- BRIEF: Exactly reproduce the entries, dropping any pictures from your copy.

---------- DATA SUPPLIED

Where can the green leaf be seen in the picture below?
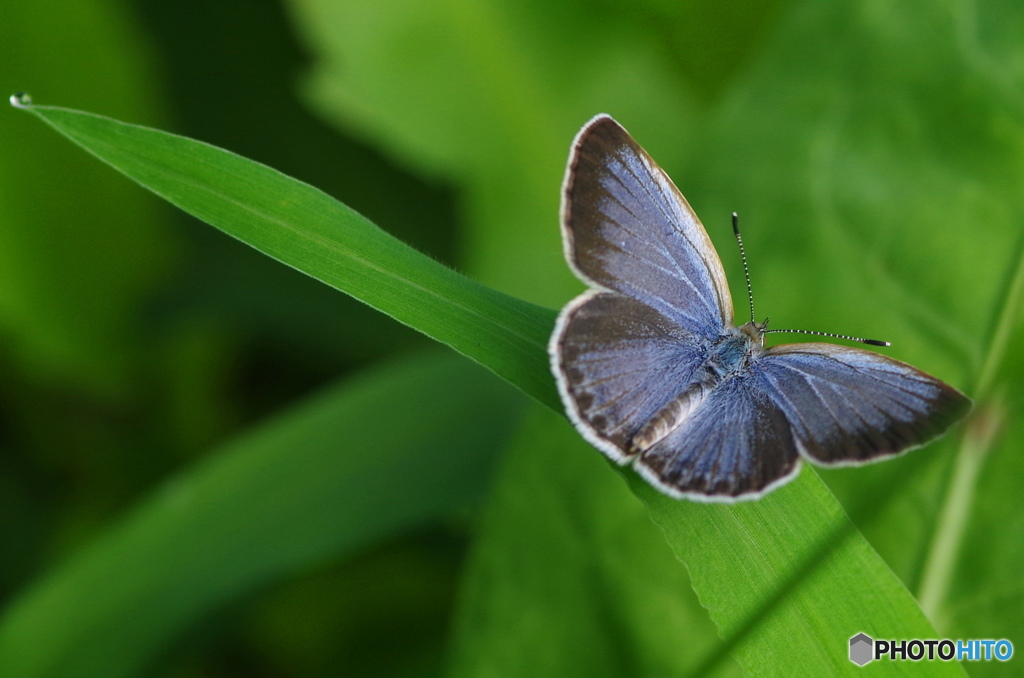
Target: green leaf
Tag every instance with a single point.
(569, 566)
(318, 483)
(307, 229)
(69, 297)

--------------------

- WRITTEN ANSWER:
Where can the green leaf be seen in the picture below?
Target: green leaf
Tag every instance with a single point.
(569, 566)
(318, 483)
(307, 229)
(69, 297)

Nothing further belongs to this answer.